(Stored dataset items)
········
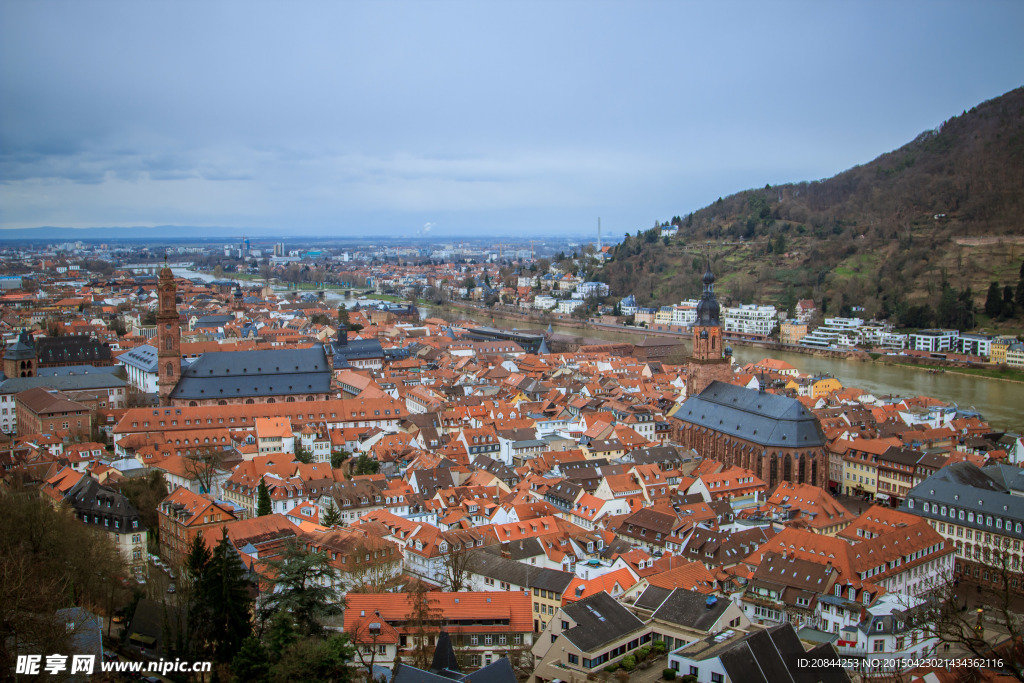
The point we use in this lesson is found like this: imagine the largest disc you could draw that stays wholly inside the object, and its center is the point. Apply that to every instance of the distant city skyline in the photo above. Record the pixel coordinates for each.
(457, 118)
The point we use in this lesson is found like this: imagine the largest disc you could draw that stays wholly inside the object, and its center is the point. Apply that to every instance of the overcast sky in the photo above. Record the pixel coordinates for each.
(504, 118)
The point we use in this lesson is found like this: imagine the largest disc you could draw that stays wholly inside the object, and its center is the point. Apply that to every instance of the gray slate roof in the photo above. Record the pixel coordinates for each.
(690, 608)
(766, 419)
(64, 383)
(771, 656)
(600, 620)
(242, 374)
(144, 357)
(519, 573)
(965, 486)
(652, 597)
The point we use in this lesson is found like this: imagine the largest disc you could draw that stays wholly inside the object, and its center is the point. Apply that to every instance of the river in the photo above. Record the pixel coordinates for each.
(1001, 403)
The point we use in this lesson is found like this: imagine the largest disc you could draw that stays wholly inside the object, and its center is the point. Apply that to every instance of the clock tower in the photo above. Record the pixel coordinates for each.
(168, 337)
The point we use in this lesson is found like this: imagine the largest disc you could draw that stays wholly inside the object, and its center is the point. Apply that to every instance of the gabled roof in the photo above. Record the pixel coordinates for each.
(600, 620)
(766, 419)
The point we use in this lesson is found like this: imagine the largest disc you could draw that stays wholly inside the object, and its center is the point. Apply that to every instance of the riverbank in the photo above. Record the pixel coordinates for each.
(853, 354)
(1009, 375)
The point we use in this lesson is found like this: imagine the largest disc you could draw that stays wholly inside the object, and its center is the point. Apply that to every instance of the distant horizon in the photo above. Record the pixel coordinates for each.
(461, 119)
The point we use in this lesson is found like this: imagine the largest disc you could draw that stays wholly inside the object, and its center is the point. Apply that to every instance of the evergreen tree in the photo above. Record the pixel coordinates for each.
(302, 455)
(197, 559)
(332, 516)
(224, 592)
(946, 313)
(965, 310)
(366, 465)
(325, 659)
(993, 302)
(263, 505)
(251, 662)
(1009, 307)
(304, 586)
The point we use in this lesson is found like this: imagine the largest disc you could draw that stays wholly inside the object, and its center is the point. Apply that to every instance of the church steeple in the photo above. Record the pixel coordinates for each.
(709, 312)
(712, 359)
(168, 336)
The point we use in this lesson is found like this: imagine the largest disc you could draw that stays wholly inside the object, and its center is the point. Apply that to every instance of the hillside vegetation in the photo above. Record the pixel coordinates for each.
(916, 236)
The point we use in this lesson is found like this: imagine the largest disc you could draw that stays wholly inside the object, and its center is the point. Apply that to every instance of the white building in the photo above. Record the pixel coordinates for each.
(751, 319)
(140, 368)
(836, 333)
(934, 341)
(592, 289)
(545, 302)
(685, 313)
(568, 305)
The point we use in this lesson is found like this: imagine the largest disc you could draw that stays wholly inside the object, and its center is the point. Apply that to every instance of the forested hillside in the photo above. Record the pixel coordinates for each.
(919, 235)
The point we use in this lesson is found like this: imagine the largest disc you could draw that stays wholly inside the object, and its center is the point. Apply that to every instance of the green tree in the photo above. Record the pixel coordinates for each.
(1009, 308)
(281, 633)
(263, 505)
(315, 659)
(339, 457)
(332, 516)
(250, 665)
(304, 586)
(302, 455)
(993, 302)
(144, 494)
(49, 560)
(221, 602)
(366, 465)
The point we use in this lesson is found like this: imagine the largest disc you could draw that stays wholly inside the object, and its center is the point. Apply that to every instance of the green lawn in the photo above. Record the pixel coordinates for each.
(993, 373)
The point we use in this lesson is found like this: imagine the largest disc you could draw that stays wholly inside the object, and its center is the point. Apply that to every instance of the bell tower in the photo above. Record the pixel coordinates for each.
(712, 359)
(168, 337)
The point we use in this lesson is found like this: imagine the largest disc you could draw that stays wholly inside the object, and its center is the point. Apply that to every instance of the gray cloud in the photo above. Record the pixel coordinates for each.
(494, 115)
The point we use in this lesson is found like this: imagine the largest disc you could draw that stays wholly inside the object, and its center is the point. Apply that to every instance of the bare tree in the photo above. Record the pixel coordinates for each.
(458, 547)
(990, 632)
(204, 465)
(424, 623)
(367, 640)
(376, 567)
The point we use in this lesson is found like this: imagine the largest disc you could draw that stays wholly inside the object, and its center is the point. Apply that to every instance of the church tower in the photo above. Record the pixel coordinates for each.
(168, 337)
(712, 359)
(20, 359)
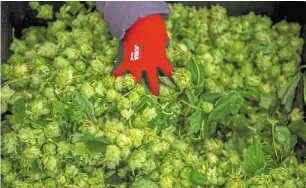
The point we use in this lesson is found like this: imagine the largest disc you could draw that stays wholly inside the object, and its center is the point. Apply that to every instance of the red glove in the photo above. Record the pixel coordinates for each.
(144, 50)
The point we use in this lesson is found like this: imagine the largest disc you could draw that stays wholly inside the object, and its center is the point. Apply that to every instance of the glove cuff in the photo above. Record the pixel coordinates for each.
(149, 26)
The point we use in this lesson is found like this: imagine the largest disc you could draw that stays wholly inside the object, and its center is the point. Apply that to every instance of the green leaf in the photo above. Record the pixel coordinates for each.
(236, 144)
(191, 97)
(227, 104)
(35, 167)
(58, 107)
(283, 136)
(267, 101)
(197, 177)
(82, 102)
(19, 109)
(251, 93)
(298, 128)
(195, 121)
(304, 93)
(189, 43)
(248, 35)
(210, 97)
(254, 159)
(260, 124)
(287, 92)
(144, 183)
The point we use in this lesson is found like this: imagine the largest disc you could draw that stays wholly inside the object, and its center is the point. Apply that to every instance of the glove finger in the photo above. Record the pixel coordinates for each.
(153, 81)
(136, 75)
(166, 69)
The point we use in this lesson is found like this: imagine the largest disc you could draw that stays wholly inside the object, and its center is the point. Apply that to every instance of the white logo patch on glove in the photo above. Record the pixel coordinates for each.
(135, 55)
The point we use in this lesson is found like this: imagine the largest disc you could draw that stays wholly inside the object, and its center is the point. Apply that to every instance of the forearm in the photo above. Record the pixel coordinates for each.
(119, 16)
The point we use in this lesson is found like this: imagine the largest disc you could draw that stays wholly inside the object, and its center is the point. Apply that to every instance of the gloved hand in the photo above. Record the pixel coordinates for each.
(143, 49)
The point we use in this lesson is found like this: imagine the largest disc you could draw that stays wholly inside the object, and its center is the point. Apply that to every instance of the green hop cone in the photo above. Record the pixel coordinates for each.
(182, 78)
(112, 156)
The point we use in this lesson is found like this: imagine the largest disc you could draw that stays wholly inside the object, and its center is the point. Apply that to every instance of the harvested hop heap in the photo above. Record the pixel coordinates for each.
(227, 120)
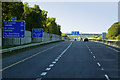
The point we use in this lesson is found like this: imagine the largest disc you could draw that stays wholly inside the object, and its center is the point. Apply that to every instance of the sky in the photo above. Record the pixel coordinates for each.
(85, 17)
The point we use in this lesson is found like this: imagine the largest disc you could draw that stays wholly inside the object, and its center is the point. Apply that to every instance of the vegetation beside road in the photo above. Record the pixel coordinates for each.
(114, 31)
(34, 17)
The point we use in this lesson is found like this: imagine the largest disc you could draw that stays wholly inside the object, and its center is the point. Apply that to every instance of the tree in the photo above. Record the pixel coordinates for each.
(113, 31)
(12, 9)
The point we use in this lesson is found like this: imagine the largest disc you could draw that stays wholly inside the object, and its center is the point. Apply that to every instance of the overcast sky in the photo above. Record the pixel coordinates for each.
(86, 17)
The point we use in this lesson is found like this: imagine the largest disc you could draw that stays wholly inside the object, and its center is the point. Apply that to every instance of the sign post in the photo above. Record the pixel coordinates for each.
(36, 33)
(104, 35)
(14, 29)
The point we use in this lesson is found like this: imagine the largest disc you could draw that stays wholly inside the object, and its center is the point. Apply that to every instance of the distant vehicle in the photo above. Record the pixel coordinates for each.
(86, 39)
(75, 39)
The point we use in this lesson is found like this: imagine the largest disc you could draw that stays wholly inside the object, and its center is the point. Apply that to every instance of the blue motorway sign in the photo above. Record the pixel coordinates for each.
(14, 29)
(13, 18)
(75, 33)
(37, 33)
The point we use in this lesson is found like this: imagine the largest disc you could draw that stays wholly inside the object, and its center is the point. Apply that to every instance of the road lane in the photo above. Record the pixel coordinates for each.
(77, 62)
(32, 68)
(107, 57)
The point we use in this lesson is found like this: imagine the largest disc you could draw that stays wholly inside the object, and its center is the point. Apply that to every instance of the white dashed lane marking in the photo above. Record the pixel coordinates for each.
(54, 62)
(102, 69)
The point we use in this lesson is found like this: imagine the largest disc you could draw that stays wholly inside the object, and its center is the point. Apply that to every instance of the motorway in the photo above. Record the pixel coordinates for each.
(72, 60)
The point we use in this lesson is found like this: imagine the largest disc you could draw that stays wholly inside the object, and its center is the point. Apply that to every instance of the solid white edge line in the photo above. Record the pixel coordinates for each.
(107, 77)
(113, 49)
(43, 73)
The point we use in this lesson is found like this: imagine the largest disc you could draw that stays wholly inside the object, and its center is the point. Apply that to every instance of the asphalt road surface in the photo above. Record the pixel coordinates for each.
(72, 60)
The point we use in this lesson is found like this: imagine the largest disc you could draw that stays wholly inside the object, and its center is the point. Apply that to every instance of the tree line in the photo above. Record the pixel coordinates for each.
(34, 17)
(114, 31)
········
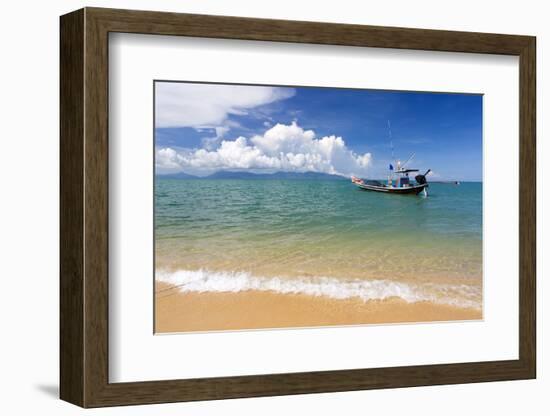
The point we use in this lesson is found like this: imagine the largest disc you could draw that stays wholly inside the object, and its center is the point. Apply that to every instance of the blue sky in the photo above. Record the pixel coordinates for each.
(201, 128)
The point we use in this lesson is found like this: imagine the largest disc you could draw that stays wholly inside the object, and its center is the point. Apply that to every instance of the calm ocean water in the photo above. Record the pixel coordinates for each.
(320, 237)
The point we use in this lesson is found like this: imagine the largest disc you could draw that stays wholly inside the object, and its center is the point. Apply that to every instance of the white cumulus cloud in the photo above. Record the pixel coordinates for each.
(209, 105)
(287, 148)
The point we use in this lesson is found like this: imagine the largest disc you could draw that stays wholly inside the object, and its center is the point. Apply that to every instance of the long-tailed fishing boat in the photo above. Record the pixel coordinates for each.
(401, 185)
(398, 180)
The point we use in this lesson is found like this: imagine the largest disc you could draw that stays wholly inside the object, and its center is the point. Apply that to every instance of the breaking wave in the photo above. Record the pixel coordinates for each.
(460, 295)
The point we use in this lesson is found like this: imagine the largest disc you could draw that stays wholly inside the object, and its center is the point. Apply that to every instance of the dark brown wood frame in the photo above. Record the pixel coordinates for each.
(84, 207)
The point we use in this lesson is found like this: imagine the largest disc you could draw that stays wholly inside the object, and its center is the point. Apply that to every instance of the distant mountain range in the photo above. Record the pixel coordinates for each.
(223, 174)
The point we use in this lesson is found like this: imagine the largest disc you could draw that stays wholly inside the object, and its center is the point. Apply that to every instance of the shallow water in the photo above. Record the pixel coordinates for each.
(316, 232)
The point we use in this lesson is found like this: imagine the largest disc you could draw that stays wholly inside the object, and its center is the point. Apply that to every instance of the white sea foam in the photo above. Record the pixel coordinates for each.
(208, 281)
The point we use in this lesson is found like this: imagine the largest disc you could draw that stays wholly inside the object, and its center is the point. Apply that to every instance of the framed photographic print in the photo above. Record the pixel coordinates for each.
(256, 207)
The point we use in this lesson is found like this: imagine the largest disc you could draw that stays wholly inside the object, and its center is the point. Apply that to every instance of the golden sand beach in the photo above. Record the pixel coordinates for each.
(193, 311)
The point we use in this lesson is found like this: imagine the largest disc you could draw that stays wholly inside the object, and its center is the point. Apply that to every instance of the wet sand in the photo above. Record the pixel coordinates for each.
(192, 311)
········
- _Direction_:
Count the lines in the records above that contain the string "sign", matching case exactly. Report only the number.

- _Task output_:
2